# Q-digests

* Q-digests are a binary tree whose leaf nodes are value counts for the associated quantiles.
* The set of possible buckets are chosen from a binary partition over the set of all possible values, denoted $\{1, \ldots,\sigma\}$.
* Quantiles with too few observations are compressed away when possible. The end result is in an imbalanced binary tree whose nodes are nicely compressed value counts.
* The fudamental difference between Q-digests and "classical" equi-depth histograms is that Q-digests have overlapping buckets. That is, the boundary points on leaves may overlap with those of nearby leaves.
* The compression parameter is $k$.
* Every node in the Q-digest follows two invariants.
* The first is that the number of elements in any node included in the Q-digest has to satisfy $\text{count}(v) \leq \lfloor n \:/\: k \rfloor$.
* The second considition is that any node, parent, and sibling (triangle arrangement) must satisfy $\text{count}(v) + \text{count}(v_p) + \text{count}(v_s) > \lfloor n \: / \: k \rfloor$
* The exceptions to these properties are the root node, obviously, and leaf nodes.
* Really only the second property is important, the first is mainly used for proving certain properties.
* Define a relation $\Delta_v \equiv \text{count}(v) + \text{count}(v_l) + \text{count}(v_r)$. In other words let $\Delta_v$ be the number of non-leaf, non-root nodes in the tree.
* To build a Q-digest, first construct a binary tree whose leaves are individual values. Then, compress the tree by recursively compressing non-root, non-leaf nodes for which $\Delta_v \leq \lfloor n \: / \: k \rfloor$.

In [210]:
class Node():
    def __init__(self, v, l, r):
        self.v = v  # value
        self.l = l  # left sub-node
        self.r = r  # right sub-node
        
    def get_level(self, level):
        nodes = bfs_traverse(self)
        return [t[0] for t in nodes if t[1] == level]
    
    def Δ_v(self):
        tot = 0
        if self.l:
            tot += self.l.v
        if self.r:
            tot += self.r.v
        tot += self.v
        return tot
        
        
def bfs_traverse(root, level=0, parent=None):
    """

REQUIREMENT 1: Translate this sentence from the Q-digests page above into Spanish: "Every node in the Q-digest follows two invariants."

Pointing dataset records
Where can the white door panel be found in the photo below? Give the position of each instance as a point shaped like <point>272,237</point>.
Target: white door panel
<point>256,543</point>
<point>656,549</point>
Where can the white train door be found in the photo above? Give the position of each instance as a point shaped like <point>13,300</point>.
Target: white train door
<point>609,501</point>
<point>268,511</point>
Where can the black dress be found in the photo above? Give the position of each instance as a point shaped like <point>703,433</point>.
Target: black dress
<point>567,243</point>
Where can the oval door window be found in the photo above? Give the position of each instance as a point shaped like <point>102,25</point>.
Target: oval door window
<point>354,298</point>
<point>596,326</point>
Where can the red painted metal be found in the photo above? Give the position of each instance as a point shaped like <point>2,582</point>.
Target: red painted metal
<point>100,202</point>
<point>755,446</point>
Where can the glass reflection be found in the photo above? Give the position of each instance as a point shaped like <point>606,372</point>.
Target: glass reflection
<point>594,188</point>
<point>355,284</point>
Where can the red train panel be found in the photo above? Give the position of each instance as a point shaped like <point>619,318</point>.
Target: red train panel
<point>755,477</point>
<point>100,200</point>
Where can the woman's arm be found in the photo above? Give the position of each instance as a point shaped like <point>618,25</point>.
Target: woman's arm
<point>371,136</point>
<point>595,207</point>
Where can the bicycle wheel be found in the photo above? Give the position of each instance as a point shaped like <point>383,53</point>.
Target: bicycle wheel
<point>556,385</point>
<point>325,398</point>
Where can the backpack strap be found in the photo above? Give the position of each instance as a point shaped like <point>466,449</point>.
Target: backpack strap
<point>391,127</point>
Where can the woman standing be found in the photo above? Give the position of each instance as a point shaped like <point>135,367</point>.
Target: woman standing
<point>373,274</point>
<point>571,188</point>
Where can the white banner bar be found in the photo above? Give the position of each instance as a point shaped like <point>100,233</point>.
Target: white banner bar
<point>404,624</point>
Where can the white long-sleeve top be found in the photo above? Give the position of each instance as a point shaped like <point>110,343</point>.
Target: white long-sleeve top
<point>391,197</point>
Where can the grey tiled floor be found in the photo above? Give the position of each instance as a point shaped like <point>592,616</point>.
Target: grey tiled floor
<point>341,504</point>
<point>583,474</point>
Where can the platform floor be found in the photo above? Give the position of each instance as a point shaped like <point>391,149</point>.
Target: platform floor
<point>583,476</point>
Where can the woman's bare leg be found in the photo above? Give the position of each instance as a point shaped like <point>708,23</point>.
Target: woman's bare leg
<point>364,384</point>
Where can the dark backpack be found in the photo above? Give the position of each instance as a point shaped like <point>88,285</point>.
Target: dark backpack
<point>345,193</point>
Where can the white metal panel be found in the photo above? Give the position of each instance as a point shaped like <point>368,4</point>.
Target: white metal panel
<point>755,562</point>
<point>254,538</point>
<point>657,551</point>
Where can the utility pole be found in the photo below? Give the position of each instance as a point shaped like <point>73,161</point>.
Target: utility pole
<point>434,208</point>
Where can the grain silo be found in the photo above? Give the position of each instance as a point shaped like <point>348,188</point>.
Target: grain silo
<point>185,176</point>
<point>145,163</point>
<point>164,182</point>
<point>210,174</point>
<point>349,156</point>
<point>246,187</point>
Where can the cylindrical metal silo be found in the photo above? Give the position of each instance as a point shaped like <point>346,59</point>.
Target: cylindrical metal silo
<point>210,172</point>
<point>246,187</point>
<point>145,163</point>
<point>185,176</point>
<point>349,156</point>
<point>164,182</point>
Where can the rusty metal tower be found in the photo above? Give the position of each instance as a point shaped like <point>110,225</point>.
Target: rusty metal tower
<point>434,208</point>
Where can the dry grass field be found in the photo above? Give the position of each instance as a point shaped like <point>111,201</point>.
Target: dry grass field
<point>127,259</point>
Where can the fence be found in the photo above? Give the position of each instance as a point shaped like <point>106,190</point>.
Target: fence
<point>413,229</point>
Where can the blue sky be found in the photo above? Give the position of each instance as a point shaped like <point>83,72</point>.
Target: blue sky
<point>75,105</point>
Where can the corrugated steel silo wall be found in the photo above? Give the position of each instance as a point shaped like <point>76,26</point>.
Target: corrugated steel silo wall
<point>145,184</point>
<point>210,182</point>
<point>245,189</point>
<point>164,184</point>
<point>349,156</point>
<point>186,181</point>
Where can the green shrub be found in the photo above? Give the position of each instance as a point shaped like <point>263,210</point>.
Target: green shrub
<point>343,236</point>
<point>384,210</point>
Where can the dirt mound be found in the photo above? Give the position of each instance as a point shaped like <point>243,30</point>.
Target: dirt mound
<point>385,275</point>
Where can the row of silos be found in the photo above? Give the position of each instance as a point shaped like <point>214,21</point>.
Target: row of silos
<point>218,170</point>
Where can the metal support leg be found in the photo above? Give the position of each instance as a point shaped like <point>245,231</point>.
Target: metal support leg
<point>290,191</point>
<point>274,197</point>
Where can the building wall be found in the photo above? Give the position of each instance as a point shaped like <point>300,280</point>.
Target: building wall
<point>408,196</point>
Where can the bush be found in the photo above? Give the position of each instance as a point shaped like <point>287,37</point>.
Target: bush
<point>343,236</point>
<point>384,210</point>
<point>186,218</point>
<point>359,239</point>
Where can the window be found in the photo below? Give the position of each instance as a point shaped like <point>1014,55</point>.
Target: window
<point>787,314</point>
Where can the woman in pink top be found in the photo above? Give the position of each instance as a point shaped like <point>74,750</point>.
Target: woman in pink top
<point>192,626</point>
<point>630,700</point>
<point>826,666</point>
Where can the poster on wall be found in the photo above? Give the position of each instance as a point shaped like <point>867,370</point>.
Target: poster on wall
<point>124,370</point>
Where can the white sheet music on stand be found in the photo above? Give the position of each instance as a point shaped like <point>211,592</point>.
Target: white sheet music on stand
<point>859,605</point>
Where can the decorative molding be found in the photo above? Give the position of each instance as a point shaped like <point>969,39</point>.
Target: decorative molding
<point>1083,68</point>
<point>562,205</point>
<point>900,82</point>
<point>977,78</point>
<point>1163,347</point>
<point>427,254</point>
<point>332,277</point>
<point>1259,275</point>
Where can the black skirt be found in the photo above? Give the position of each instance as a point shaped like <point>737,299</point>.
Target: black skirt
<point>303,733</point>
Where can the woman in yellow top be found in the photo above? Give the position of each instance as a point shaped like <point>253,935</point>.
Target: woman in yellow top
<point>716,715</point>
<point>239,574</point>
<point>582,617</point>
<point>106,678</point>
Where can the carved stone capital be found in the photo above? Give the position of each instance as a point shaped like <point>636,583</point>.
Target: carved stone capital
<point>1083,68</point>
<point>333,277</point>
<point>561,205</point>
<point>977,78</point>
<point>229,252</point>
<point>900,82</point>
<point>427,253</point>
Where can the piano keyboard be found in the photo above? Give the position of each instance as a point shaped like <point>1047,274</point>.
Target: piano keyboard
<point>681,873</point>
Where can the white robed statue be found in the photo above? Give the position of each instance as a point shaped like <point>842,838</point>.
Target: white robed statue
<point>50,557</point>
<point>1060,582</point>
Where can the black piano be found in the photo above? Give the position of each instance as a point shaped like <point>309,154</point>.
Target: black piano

REQUIREMENT 2: Return each line of the entries above that contains the word "grass". Case matters, so skip lines where it appears only with different capitalization.

OUTPUT 1: Cada nodo del Q-digest cumple dos invariantes.

OUTPUT 2:
Where can the dry grass field be found in the photo above? Give the position of each instance as a point shaped like <point>111,201</point>.
Target: dry grass field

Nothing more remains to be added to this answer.